§ **WHAT NEEDS TO BE DONE**:
Rewrite all of the material below as a two-column CSV with the header "prompt,response" and one row per request. Put each request's text and its answer in a single quoted field, with line breaks changed to spaces.

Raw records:
· · · ·

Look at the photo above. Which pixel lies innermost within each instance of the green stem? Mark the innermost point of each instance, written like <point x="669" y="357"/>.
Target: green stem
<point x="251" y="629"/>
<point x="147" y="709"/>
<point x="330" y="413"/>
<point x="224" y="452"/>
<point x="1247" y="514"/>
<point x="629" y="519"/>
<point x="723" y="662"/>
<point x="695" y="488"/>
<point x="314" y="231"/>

· · · ·

§ **CORRECT OUTPUT**:
prompt,response
"Look at the photo above. Which pixel lies innermost within each instance of the green stem? Mark the innermost point of each instance, written like <point x=""669"" y=""357""/>. Target: green stem","<point x=""251"" y=""629""/> <point x=""147"" y=""709""/> <point x=""330"" y=""413""/> <point x=""224"" y=""452""/> <point x=""1247"" y=""514""/> <point x=""629"" y=""519""/> <point x=""723"" y=""662""/> <point x=""695"" y=""488""/> <point x=""314"" y=""231""/>"